(Goal):
Beginning at the line that contains "[Batch job #auto] Object class: water", reproduce every line to the end of the material without changing any of them.

(Stored records):
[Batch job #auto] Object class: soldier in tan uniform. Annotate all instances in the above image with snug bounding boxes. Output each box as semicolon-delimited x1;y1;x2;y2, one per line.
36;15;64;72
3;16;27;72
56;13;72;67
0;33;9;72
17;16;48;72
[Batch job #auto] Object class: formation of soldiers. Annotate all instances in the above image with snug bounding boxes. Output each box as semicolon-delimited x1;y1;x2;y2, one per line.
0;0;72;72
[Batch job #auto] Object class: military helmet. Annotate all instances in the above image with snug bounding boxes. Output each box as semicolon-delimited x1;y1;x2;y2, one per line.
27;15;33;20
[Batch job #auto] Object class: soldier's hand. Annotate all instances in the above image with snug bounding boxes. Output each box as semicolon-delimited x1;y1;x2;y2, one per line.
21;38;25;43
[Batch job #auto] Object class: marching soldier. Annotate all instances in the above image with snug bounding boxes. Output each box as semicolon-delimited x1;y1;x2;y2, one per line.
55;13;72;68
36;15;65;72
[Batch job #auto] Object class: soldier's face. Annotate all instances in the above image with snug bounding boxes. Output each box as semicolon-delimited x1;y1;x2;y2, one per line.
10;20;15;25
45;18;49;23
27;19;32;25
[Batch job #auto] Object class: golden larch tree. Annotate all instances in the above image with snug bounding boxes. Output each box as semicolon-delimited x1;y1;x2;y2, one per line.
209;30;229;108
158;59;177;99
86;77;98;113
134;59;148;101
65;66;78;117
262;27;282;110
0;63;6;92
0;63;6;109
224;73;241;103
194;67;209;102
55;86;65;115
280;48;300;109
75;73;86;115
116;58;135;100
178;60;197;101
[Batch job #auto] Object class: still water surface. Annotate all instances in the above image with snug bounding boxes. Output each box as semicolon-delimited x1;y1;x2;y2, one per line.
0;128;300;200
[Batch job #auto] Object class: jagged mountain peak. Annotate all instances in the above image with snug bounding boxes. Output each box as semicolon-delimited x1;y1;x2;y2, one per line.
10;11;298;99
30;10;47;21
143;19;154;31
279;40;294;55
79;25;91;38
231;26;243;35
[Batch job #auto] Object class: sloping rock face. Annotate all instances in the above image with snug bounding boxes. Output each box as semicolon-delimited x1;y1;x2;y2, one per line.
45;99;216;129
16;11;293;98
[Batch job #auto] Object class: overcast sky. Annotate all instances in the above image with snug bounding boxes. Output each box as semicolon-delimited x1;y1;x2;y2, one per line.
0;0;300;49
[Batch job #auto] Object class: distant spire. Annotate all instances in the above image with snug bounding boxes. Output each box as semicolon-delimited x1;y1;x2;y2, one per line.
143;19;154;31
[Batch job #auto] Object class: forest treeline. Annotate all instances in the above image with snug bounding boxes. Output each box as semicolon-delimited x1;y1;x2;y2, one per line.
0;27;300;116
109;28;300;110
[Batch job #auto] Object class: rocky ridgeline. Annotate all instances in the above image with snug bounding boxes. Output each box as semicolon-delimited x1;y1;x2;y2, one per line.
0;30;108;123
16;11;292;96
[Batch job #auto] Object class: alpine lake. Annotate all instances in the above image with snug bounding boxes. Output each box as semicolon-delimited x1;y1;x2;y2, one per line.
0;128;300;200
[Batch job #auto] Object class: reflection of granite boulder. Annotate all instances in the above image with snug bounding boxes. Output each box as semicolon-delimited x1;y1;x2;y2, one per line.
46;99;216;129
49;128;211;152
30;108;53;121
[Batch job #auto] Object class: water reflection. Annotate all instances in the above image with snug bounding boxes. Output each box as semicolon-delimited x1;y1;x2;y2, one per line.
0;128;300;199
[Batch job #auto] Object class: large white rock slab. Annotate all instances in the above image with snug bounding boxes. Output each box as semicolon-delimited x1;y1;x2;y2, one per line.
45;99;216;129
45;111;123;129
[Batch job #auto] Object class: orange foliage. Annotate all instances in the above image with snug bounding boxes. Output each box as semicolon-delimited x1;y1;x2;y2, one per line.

(Full output):
[Batch job #auto] Object class: water reflection. Annotate all instances in the above image with snug bounding boxes. Output each box as semicolon-delimited x1;y1;x2;y2, one per line.
0;128;300;199
[Batch job #auto] Object class: large white rock slab. Annotate all instances in the above image with snug bounding boxes. Output each box as semicolon-delimited x1;y1;x2;y2, one per line.
45;99;216;129
45;111;123;129
[Batch job #auto] Object class: orange foliage. Annotate all instances in the above image with snug bounding boxes. Output each box as semicolon-delimited x1;y1;x2;y2, one per line.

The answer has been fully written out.